С небом связано произволение высших сил, чаще всего любовное и благодетельное для земли: «…все это обтекают светлой волной лучи; мягко-мягко они льют себя, свою любовь и свою прелесть на траву, пруд, ветлы… Это июньская благодать, — да, я уверен, солнце мирволит нам» [4, т. 8, c. 42]; «сверху гремело уже не раз, при глубочайшем тепле и могущественных тучах; блистало, трахало благодатно и раскатисто» [4, т. 7, c. 203]. Не удивительно, что в рассказах Б.К. Зайцева области земли и неба не отделяются чертой горизонта, но сливаются, переходят одна в другую. Связующими две стихии являются небесные жители — птицы, ветер, радуга, ночь, даже кадильница в руках священника: «высоко в небе реют стрижи, ударяя полетом к речке в лугах» [4, т. 7, c. 204]; «в мерном полете кадильница сначала подымается над горизонтом в небо, потом уходит вниз… вольный воздух от земли до неба» [4, т. 7, c. 203‑204]; «могучий дождь душит землю и радостно соединяется с ней. Алмазные капли прорезывают сверху вниз воздух, и божественная радуга висит на небе» [4, т. 7, c. 205].
Отражение небесного, естественное зеркало земли — водоем — получает в рассказах дополнительную семантическую нагрузку как хранитель неземной тайны: «большой пруд… лежал горячим зеркалом» [4, т. 7, c. 203]; озеро лежит немое и бледное… и если пристально глядеть туда, начинает казаться, что выйдешь куда-то насквозь… глаз тонет в этом зеркале… сладкая боль плывет в сердце из озера, из тех далей в воде, что уводят неизвестно куда» [4, т. 1, c. 42]. В «зеркальных туманах» озера видится вечность, в сравнении с которой годы жизни людей кажутся ничтожными.
☆ ☆ ☆
• Короткое задание 1
Ответьте по отрывку о рассказах Б.К. Зайцева:
(а) Что, согласно отрывку, служит связующим звеном между двумя стихиями?
(б) Каким предстает большой пруд в приведенной цитате?
(в) Что видится в «зеркальных туманах» озера?

• Записи размеченных точек
☆ ☆ ☆
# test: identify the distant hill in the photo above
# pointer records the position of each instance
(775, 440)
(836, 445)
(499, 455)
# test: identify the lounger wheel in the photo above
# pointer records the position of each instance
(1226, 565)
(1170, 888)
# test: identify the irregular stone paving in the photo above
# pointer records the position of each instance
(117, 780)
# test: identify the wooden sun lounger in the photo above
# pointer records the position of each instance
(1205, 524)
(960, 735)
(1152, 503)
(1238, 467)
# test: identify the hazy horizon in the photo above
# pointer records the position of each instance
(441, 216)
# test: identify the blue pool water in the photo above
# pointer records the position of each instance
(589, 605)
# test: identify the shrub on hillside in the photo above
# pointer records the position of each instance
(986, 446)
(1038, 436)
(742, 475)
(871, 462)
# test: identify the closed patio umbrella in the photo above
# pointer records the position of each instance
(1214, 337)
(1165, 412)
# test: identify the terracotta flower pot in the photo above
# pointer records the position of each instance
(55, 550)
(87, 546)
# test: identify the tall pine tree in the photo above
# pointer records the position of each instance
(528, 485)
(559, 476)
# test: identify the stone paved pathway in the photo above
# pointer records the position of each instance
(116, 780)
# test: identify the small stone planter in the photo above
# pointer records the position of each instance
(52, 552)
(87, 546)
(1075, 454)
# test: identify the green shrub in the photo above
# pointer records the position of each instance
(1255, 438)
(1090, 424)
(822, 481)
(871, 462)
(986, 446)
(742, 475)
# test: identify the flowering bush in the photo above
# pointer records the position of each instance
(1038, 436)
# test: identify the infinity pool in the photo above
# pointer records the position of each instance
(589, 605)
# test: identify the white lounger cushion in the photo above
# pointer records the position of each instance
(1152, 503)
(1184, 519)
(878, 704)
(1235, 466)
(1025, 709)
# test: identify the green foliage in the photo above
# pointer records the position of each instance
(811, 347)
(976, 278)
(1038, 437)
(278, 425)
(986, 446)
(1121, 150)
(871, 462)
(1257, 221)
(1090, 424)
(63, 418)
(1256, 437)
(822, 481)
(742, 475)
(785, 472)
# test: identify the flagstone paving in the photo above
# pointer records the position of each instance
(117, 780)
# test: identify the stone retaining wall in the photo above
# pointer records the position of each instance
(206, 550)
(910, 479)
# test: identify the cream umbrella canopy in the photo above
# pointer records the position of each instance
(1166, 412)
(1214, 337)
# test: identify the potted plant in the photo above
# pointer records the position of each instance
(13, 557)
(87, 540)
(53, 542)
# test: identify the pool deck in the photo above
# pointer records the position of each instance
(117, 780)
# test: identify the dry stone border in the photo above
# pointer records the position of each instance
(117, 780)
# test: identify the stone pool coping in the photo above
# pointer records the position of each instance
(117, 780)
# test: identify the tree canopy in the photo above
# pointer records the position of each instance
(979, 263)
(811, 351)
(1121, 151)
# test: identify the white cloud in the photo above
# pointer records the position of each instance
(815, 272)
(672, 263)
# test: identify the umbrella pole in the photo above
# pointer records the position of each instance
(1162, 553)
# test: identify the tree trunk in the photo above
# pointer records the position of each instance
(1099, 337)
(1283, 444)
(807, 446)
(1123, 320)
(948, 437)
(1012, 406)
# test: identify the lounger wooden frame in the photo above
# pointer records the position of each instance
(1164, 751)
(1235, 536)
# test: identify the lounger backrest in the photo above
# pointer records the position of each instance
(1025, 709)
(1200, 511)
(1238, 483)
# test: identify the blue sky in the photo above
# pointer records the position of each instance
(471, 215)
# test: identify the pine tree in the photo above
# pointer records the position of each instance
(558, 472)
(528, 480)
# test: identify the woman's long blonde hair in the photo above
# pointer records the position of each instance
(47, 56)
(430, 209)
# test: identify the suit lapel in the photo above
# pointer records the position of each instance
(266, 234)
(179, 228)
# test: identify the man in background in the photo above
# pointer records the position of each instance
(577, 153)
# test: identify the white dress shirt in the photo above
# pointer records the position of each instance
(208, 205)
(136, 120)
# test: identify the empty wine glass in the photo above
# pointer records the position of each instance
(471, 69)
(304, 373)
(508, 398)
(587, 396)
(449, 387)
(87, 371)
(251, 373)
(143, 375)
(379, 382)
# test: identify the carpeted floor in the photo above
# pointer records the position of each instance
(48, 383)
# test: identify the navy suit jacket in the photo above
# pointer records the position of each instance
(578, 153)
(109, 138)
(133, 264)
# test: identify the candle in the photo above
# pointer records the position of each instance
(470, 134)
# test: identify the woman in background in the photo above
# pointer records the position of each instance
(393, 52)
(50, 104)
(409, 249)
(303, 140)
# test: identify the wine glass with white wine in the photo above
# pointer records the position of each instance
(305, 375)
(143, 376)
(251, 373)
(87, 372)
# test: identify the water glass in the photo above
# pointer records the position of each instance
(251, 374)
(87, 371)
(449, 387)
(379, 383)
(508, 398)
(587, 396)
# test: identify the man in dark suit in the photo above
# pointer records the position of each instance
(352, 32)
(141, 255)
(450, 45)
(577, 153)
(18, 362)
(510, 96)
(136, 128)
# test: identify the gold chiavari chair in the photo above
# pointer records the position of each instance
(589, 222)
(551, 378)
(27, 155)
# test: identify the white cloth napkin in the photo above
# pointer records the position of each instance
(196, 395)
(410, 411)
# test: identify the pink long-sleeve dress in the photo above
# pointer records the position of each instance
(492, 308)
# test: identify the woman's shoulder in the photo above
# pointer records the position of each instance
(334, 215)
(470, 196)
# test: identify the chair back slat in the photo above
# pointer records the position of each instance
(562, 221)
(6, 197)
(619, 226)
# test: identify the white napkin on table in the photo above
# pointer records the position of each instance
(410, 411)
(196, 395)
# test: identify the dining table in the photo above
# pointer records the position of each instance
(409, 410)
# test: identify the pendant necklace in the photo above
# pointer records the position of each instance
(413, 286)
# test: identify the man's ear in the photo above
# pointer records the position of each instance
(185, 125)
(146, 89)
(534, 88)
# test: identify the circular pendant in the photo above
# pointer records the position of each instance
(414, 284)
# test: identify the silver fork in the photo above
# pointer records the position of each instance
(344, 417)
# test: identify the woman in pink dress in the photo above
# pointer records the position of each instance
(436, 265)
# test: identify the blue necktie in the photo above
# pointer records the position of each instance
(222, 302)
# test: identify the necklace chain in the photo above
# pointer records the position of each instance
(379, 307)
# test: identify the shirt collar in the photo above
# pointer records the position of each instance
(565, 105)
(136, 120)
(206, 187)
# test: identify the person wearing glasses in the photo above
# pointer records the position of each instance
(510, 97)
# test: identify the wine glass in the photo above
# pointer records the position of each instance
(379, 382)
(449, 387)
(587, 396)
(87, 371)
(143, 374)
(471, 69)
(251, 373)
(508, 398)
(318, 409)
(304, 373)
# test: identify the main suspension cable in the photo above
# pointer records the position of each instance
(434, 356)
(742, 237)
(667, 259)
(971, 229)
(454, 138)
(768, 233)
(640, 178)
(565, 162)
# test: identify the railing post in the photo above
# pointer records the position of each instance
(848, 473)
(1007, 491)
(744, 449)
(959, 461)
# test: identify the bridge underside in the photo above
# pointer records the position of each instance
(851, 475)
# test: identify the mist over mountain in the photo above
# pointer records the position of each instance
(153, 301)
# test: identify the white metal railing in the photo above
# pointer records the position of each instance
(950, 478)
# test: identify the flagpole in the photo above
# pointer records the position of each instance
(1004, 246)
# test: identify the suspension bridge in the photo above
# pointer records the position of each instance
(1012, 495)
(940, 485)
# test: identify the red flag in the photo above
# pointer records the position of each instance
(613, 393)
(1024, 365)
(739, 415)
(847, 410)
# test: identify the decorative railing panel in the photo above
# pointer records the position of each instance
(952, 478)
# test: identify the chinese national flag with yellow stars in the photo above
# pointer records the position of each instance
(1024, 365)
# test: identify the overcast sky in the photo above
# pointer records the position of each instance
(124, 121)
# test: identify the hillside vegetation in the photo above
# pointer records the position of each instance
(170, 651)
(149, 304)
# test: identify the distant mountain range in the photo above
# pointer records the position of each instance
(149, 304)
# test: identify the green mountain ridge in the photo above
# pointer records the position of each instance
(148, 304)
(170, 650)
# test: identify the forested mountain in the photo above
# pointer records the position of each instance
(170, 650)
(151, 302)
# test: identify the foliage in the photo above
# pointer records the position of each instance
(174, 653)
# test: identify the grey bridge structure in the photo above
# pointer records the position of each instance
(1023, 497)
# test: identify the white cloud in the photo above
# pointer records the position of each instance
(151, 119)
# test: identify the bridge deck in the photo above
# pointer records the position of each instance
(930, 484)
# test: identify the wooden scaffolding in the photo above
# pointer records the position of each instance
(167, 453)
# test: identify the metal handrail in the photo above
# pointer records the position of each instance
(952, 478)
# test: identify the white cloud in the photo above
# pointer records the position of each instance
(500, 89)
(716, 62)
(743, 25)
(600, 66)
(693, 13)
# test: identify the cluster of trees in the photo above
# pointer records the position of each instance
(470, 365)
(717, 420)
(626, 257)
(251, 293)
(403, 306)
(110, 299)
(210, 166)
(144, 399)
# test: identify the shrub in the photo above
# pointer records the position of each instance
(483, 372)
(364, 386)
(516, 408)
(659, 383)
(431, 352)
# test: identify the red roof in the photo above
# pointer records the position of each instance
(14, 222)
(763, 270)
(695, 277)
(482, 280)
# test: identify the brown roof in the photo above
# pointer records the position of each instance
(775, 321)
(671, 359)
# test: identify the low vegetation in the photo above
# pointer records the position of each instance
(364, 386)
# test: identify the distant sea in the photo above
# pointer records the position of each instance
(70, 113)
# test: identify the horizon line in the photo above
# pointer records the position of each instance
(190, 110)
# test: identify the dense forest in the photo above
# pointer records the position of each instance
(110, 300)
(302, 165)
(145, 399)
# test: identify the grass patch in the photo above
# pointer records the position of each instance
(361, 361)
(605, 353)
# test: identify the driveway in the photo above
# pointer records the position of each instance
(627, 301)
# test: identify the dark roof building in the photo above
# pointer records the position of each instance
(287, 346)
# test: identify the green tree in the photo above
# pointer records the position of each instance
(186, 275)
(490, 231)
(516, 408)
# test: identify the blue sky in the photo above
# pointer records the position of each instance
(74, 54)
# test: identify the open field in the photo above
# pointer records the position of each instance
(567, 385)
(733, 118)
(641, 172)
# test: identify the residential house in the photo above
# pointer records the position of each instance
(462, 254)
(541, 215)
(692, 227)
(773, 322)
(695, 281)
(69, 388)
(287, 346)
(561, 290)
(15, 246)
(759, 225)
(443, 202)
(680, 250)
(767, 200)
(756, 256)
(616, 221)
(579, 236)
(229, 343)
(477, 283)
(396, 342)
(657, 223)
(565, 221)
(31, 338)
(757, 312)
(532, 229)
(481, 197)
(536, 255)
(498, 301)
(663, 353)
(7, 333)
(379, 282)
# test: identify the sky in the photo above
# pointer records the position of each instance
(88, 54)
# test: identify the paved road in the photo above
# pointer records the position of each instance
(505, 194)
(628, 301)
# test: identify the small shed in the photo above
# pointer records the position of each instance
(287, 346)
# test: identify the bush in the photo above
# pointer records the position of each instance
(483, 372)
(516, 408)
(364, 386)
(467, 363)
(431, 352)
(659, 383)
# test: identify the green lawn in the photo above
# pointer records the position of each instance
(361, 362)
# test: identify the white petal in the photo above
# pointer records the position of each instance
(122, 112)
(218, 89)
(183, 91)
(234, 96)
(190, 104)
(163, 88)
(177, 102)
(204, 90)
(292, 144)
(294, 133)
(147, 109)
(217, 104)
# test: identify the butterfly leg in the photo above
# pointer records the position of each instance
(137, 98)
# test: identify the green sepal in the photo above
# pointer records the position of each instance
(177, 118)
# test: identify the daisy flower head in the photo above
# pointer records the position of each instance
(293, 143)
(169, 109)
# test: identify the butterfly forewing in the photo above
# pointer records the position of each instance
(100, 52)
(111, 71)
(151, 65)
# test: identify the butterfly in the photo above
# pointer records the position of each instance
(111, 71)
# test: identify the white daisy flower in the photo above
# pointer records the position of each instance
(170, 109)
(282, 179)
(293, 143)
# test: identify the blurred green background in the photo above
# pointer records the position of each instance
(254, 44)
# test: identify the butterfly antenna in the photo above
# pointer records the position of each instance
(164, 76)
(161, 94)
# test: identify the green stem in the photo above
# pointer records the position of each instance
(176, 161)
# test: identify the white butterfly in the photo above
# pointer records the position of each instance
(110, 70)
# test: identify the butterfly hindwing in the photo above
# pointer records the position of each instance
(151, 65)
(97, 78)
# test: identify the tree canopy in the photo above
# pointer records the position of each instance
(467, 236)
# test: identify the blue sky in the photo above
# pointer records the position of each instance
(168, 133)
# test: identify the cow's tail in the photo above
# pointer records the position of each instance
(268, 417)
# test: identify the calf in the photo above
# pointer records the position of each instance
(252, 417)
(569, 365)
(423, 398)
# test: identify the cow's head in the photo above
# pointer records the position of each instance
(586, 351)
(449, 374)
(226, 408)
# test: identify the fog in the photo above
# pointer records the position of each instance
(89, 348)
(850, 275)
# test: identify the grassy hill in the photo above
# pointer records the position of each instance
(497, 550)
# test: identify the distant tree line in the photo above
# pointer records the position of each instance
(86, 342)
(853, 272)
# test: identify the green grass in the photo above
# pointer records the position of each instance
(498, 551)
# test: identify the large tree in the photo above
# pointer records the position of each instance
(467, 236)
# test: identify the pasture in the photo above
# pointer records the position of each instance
☆ ☆ ☆
• Короткое задание 2
Выведите без изменений строки данных от строки с «# test: identify the necklace» до строки с «(1004, 246)» включительно.

• Письменное решение 1
(а) Небесные жители: птицы, ветер, радуга, ночь и даже кадильница в руках священника.
(б) Он «лежал горячим зеркалом».
(в) Вечность, в сравнении с которой годы жизни людей кажутся ничтожными.

• Письменное решение 2
# test: identify the necklace chain in the photo above
# pointer records the position of each instance
(379, 307)
# test: identify the shirt collar in the photo above
# pointer records the position of each instance
(565, 105)
(136, 120)
(206, 187)
# test: identify the person wearing glasses in the photo above
# pointer records the position of each instance
(510, 97)
# test: identify the wine glass in the photo above
# pointer records the position of each instance
(379, 382)
(449, 387)
(587, 396)
(87, 371)
(143, 374)
(471, 69)
(251, 373)
(508, 398)
(318, 409)
(304, 373)
# test: identify the main suspension cable in the photo above
# pointer records the position of each instance
(434, 356)
(742, 237)
(667, 259)
(971, 229)
(454, 138)
(768, 233)
(640, 178)
(565, 162)
# test: identify the railing post in the photo above
# pointer records the position of each instance
(848, 473)
(1007, 491)
(744, 449)
(959, 461)
# test: identify the bridge underside in the photo above
# pointer records the position of each instance
(851, 475)
# test: identify the mist over mountain in the photo above
# pointer records the position of each instance
(153, 301)
# test: identify the white metal railing in the photo above
# pointer records the position of each instance
(950, 478)
# test: identify the flagpole in the photo above
# pointer records the position of each instance
(1004, 246)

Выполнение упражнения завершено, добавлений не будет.